* [TEXTO PARA ANÁLISE]

= = = = = = =

A mobilidade de trabalhadores além das fronteiras dos seus países de origem ou de domicílio pode ocasionar a conflitante situação em que o contrato é regido por dois ordenamentos jurídicos distintos (o de país de origem e o do país da execução de serviços), considerando a hipótese em que os países disponham de forma diversa sobre a matéria, coincidindo, porém, quanto à regulação daquele trabalhador.
Cada país tem soberania legislativa e judiciária, o que implica na possibilidade de choque ou conflito sobre a lei material aplicável.
A solução para esse conflito é encontrada tanto nas regras de disciplina interna quanto nas normas internacionais.
Há quem disponha que, em último caso, por mais poderoso que seja um Estado, este não poderá impor a aplicação de suas próprias leis em território sob jurisdição de outro (CASTRO, 2005, p. X).
O papel primordial do Direito Internacional do Trabalho é definir as regras de conflito de leis no espaço, visto que indica como se deve solucionar o conflito, em vez de regular o mérito do litígio. Em outras palavras, o mérito do litígio continuará sendo regido por uma lei nacional de algum Estado, encontrando-se a resposta de qual deles (dos Estado envolvidos) através das ferramentas oferecidas pelo Direito Internacional Privado.
A harmonização do Direito Internacional Privado previsto nas legislações nacionais busca atingir uma certa uniformização de regras para solucionar o conflito de leis, a fim de dissipar soluções soberanas díspares e incompatíveis.
É válido ressaltar, ainda, a nossa posição de que a Organização Internacional do Trabalho, embora seja uma Organização pertencente ao ramo do Direito Internacional Público, tem importante papel para o Direito Internacional Privado, pois estabelece patamares civilizatórios mínimos a serem observados na proteção do trabalhador de qualquer país pertencente à Organização (são 185 Estados Membros, num universo de 193 países atualmente existentes).
De acordo com o art. 2º da Declaração da OIT sobre os Princípios e Direitos Fundamentais no Trabalho de 1998, todos os Estados Membros da OIT, ainda que não tenham ratificado as convenções nela previstas, têm um compromisso derivado do fato de pertencer à Organização de respeitar, promover e tornar realidade, de boa fé e de conformidade com a Constituição, os princípios relativos aos direitos fundamentais que são objeto dessas convenções, isto é: a) a liberdade sindical e o reconhecimento efetivo do direito de negociação coletiva; b) a eliminação de todas as formas de trabalho forçado ou obrigatório; c) a abolição efetiva do trabalho infantil; e d) a eliminação da discriminação em matéria de emprego e ocupação.
Portanto, se o país for membro da OIT mas não disponha de uma legislação básica protetiva do trabalhador em seu território, e seja esta a legislação escolhida para regular o contrato de trabalho do jornalista internacional, pensamos que as normas da OIT poderão ser utilizadas subsidiariamente para regular esta relação.

= = = = = = =

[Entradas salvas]
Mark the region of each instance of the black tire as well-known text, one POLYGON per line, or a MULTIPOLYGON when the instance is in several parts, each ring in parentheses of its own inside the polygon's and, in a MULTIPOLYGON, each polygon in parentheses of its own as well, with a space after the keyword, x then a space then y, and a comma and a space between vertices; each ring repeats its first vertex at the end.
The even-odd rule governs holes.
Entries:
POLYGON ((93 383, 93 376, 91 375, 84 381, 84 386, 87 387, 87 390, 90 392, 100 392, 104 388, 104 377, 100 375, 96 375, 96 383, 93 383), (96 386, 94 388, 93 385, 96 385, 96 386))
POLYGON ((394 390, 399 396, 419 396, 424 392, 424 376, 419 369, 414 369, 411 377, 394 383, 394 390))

= = = = = = =

* [OBJETIVO DA TAREFA] Transcreva, sem nenhuma alteração, o trecho do texto sobre conflito de leis trabalhistas que se inicia com as palavras que contêm "A solução para" e se encerra em "Direito Internacional Privado.". Os dados apresentados não são necessários para esta atividade.

* [RESULTADO DA TAREFA]
A solução para esse conflito é encontrada tanto nas regras de disciplina interna quanto nas normas internacionais.
Há quem disponha que, em último caso, por mais poderoso que seja um Estado, este não poderá impor a aplicação de suas próprias leis em território sob jurisdição de outro (CASTRO, 2005, p. X).
O papel primordial do Direito Internacional do Trabalho é definir as regras de conflito de leis no espaço, visto que indica como se deve solucionar o conflito, em vez de regular o mérito do litígio. Em outras palavras, o mérito do litígio continuará sendo regido por uma lei nacional de algum Estado, encontrando-se a resposta de qual deles (dos Estado envolvidos) através das ferramentas oferecidas pelo Direito Internacional Privado.